## PROBLEM REQUIREMENTS
Transcribe, without alteration, the line that includes "target: blurred green foliage" and each line after it until the records end, omitting all that precede it.

## AVAILABLE DATA

__________

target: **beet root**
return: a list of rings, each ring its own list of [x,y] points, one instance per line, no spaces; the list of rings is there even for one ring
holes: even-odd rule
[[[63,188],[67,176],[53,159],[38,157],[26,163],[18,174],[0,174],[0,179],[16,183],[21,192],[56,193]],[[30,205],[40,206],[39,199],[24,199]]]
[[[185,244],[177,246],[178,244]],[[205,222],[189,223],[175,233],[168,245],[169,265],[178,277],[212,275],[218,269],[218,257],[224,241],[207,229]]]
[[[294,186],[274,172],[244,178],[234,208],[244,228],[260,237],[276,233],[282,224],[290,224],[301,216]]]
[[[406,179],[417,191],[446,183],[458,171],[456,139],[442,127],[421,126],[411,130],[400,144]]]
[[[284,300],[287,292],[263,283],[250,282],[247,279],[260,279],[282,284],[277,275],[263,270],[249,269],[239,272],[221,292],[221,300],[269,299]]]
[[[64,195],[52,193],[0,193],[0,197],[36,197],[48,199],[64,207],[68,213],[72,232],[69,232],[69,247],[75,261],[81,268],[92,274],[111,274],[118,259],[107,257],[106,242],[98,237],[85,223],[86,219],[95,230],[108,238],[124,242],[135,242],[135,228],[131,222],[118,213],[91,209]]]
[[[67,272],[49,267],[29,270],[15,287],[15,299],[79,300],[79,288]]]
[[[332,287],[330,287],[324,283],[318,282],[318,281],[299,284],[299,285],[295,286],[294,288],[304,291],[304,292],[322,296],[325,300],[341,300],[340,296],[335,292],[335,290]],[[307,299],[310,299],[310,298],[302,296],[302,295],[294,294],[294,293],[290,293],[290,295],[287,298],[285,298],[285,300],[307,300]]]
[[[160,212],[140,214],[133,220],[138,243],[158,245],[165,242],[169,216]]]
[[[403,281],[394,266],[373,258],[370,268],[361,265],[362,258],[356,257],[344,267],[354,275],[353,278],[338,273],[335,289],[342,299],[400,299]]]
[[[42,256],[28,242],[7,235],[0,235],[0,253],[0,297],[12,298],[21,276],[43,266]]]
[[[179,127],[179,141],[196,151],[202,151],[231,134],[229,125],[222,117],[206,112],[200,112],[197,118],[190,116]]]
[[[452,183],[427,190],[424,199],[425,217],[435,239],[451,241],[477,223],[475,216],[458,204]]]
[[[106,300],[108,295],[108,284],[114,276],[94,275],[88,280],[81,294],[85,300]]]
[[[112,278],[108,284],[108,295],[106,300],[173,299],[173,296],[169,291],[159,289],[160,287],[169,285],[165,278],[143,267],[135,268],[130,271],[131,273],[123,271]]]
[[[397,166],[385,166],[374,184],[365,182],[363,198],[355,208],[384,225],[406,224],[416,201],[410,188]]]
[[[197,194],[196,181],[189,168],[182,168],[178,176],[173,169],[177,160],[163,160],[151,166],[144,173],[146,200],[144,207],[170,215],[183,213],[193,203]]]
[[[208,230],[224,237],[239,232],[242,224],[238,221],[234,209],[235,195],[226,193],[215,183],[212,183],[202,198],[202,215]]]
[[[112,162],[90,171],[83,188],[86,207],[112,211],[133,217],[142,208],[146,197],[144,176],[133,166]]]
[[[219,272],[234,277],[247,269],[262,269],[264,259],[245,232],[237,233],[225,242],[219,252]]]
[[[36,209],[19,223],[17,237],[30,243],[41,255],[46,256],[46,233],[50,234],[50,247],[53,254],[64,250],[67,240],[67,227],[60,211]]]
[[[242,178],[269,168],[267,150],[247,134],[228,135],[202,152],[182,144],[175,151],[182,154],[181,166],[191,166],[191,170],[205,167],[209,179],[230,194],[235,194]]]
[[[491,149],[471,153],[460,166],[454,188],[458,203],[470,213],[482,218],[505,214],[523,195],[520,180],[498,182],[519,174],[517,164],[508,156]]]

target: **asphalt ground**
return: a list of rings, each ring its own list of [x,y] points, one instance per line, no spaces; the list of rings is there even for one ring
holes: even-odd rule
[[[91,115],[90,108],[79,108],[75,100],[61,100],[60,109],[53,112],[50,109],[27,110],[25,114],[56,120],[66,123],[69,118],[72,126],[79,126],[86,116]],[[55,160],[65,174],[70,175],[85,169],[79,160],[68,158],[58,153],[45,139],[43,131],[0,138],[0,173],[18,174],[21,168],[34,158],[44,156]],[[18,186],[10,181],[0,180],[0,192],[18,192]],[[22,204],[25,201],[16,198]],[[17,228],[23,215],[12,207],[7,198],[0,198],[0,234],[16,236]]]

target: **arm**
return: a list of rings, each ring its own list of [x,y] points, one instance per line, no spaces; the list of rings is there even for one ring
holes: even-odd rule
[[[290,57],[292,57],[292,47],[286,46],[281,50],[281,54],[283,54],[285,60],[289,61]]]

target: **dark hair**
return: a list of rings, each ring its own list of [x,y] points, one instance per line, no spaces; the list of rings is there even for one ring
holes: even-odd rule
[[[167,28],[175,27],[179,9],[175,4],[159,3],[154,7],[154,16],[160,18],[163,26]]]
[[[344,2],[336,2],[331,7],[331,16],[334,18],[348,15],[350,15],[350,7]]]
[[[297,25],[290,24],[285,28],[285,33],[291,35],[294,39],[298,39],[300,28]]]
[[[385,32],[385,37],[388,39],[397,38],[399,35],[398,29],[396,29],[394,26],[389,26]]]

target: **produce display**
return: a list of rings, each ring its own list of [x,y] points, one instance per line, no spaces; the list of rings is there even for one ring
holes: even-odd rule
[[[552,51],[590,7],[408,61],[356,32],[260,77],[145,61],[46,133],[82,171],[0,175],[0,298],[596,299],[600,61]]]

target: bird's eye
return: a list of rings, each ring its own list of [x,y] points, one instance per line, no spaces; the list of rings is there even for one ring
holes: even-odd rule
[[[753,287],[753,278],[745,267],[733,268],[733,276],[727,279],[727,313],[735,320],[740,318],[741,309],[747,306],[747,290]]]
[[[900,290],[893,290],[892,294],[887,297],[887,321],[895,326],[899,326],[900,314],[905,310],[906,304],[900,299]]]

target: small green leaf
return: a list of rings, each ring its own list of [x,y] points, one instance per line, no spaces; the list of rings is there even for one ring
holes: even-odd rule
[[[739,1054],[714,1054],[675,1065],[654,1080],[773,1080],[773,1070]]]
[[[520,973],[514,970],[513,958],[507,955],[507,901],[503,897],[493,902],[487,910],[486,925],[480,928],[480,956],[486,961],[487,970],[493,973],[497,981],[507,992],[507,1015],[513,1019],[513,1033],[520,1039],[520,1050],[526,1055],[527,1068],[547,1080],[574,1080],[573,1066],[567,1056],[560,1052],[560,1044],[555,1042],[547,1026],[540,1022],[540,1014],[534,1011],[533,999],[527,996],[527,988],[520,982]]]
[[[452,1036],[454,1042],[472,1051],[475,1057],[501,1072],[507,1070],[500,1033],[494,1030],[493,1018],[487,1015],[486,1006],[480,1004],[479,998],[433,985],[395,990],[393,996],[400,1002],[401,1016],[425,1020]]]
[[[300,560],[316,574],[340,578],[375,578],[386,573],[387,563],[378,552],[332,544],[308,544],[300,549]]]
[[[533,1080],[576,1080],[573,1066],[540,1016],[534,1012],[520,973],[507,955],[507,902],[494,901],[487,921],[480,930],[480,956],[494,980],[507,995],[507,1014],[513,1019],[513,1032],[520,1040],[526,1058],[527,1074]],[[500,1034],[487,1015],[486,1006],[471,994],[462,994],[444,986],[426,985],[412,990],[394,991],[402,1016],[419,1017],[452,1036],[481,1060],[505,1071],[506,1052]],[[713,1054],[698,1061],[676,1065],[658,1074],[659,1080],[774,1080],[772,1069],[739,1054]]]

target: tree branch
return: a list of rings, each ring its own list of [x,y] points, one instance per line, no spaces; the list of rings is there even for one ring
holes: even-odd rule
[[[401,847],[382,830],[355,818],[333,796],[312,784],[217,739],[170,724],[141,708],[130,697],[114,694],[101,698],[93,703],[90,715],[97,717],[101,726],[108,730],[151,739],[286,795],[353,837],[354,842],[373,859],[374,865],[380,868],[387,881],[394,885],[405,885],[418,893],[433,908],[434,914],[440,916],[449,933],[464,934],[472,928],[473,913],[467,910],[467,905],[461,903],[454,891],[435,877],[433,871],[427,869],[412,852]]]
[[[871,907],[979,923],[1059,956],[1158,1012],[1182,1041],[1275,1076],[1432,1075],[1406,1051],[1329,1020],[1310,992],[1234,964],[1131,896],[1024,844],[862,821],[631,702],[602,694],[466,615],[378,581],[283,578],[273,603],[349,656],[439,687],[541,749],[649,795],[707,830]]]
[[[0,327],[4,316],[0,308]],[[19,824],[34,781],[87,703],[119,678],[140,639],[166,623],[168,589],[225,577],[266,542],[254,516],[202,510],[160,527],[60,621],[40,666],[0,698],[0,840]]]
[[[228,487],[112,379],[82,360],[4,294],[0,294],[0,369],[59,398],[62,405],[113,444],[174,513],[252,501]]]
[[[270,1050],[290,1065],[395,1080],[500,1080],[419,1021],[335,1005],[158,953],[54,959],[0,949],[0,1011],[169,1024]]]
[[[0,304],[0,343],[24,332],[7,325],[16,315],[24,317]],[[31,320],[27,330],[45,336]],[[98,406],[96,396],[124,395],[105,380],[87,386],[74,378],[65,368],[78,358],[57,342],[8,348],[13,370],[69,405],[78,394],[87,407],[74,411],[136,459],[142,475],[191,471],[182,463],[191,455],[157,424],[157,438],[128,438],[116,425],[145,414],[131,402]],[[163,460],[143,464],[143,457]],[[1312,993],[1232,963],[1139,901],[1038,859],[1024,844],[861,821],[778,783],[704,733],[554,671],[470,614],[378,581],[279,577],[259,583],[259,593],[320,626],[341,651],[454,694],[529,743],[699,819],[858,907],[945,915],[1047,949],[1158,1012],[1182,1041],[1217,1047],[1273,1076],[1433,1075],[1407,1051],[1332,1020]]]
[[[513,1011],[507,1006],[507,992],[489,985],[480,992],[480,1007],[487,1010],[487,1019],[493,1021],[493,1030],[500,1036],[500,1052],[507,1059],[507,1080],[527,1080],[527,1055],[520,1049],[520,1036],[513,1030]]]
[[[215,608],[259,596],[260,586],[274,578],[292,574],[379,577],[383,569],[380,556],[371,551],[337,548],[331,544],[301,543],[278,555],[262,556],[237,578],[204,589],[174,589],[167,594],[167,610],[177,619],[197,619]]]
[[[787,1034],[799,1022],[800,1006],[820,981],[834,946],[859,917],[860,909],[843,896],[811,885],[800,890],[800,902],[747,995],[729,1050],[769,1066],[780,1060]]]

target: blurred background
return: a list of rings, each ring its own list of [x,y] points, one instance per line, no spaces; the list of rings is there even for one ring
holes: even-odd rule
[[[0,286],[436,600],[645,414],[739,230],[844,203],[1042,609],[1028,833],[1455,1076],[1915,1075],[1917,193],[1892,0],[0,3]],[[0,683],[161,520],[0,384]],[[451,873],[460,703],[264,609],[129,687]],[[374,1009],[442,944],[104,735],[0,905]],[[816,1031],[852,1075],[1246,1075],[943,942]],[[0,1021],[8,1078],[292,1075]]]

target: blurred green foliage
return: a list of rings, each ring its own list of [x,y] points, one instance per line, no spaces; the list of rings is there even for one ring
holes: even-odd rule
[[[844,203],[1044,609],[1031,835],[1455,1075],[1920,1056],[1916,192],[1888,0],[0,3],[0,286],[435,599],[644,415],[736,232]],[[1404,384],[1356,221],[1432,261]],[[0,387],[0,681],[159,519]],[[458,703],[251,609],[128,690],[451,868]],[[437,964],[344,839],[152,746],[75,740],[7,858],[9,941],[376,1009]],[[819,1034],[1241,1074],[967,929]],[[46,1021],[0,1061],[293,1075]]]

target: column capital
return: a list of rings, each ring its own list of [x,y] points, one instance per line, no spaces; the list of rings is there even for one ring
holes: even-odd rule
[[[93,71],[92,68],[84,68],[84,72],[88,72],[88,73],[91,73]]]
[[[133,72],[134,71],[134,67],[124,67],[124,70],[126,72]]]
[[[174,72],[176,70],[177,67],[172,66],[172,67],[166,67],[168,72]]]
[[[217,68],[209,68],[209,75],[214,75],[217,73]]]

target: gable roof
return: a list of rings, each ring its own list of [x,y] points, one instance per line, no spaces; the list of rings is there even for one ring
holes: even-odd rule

__________

## ANSWER SPACE
target: blurred green foliage
return: a list of rings, each ring its own list of [x,y] points, one instance per line, no spaces; the list of rings is there even for one ring
holes: even-odd rule
[[[844,203],[1044,609],[1031,835],[1455,1075],[1920,1056],[1916,192],[1888,0],[0,3],[0,286],[435,599],[644,415],[736,232]],[[1404,384],[1356,221],[1432,261]],[[0,387],[0,681],[159,519]],[[458,703],[251,609],[128,690],[451,868]],[[437,964],[344,839],[152,746],[75,740],[7,858],[9,941],[376,1009]],[[819,1034],[1241,1074],[967,929]],[[46,1021],[0,1061],[293,1075]]]

target: column capital
return: a list of rings, each ring its own list of [x,y] points, one instance per line, no spaces; the list of rings is there even for one ring
holes: even-odd rule
[[[93,71],[92,68],[84,68],[84,72],[88,72],[88,73],[91,73]]]
[[[133,72],[134,71],[134,67],[124,67],[124,70],[126,72]]]
[[[174,72],[176,70],[177,67],[172,66],[172,67],[166,67],[168,72]]]
[[[217,68],[209,68],[209,75],[214,75],[217,73]]]

target: gable roof
return: a list of rings, each ring its own list of [x,y] points, one instance per line, no spaces; the list of rings is there even for one ring
holes: even-odd rule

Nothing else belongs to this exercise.